- Passage -
┄┄┄┄┄┄
Monday, August 31, 2015

Same Party, Different Reasons

I'm reading a economic philosophy text that has this Captain Obvious moment: Political power seeks out economic power; economic power seeks out political power. In China, the state leaders became capitalists. In the U.S., business leaders became statists. Well, gosh, golly, people with one form of power like to hang with other people with power and they all see the world through the same elitist prisms.

Curiously, this power-like-power issue affects the Democratic electorate more than the Republican electorate. But is it money setting the agenda, or that people in power reflect the values of their party activists? I believe politicians are simply counting votes.

An analysis of voting trends found the super wealthy and the low-income voters occupy the same political party, but for very different reasons when they rank concerns. (Tangent: The GOP does not attract most millionaires – a little shy of half — but does receive the support of a majority in the top quintile, which starts at $187,000.)

Rich progressives: Green energy, climate change lead the concerns.

Low-income liberals: Minimum wage, unionization, and child care.

Is there overlap? Certainly, but the group with the money sets the agenda. As a result, "feel good" green policies receive priority among elected leaders. This isn't a result of the leaders not caring about workers, though green policies raise prices and have more consequence on the working lower- and middle-income than wealthy households. (Also, when you're poor, green issues aren't your top priority. Surviving is.)

It might be that because leaders are wealthy, they socialize with other wealthy people and hear the concerns of those voter-donors more often.

For the Republican party, something stranger happens. The activists who are loudest are not the wealthy and, in fact, the policies of the candidates conflict with the wealthiest donors. Most of the top-tier donors to the GOP support gay rights, legal reform, and relaxed immigration rules. Charles Koch loudly opposes most GOP orthodoxy on these social issues, particularly legal reform.

What explains the balance of power dynamics between the parties and their donors?

It is curious, that Republic politicians ignore donors and large business organizations, like the Chamber of Commerce, on hot-button issues. It could be cynical, but I know some conservative politicians and they really do believe what they say on social issues. Maybe it is that these are not the key issues to the top donors, so these donors tolerate appeals to the socially conservative base.

Monday, August 24, 2015

You're ideology is wrong! (And so is mine)
┄┄┄┄┄┄
- Given records -
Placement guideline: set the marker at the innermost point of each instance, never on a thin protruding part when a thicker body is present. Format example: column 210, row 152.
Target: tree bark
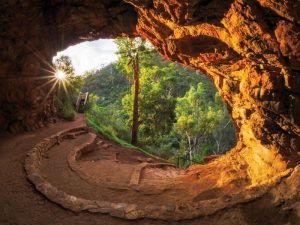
column 135, row 115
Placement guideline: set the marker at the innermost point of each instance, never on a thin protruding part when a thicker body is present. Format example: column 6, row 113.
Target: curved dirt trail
column 21, row 204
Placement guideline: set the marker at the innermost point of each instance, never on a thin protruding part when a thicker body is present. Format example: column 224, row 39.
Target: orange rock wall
column 251, row 51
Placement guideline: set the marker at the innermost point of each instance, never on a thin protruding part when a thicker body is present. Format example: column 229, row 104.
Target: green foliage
column 68, row 89
column 200, row 117
column 64, row 64
column 181, row 116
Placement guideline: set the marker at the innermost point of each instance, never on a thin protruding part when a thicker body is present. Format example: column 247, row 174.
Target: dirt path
column 21, row 204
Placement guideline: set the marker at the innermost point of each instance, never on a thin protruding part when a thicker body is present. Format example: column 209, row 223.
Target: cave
column 249, row 49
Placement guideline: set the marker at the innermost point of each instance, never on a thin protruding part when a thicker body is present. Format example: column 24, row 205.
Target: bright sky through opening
column 91, row 55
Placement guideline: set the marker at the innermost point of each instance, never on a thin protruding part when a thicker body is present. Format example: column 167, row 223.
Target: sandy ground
column 21, row 204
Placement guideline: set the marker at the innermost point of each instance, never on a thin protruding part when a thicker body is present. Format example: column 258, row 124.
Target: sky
column 91, row 55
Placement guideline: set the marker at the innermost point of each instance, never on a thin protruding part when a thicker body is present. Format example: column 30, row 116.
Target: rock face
column 31, row 34
column 250, row 49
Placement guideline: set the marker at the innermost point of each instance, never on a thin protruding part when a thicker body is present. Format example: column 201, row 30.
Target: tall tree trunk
column 135, row 115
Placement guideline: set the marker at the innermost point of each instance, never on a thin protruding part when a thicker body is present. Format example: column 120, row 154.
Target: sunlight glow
column 60, row 75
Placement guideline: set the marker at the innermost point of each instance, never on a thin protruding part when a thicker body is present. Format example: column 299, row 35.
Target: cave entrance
column 182, row 118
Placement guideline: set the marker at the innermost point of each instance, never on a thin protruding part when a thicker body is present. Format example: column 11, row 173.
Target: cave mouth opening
column 182, row 118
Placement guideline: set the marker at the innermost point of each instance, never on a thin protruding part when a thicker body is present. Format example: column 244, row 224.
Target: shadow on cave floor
column 22, row 204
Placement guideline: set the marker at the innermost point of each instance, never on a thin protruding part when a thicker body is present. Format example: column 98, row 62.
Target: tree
column 68, row 88
column 130, row 51
column 64, row 63
column 197, row 118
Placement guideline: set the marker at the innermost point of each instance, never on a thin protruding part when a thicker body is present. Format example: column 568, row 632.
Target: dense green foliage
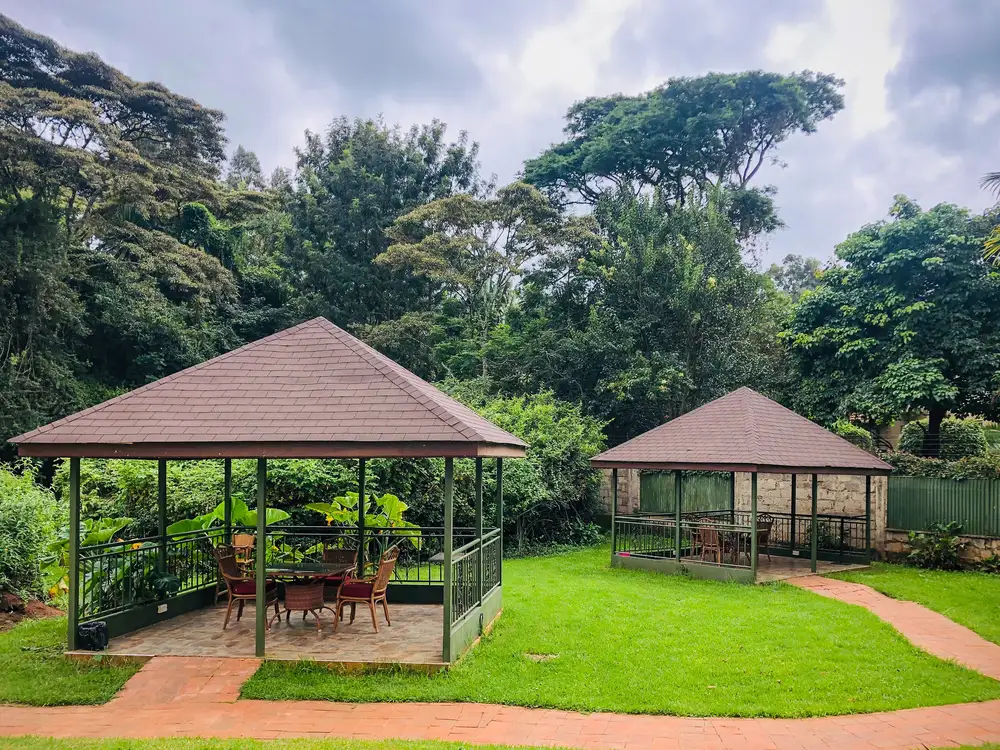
column 958, row 438
column 30, row 520
column 969, row 598
column 782, row 651
column 36, row 672
column 857, row 435
column 907, row 323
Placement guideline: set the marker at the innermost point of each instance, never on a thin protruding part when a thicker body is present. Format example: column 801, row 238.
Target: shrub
column 938, row 548
column 857, row 435
column 30, row 519
column 959, row 438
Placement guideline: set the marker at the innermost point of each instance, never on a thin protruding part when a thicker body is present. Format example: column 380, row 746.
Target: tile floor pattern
column 157, row 702
column 923, row 627
column 780, row 567
column 415, row 636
┄┄┄┄┄┄
- Request 1 -
According to the post, at what income level does the top quintile start?
- Request 2 -
Quote the post word for word, starting with "For the Republican" and going on through "particularly legal reform.".
The listing after the post is separate material, apart from the post itself.

- Expected output 1 -
$187,000

- Expected output 2 -
For the Republican party, something stranger happens. The activists who are loudest are not the wealthy and, in fact, the policies of the candidates conflict with the wealthiest donors. Most of the top-tier donors to the GOP support gay rights, legal reform, and relaxed immigration rules. Charles Koch loudly opposes most GOP orthodoxy on these social issues, particularly legal reform.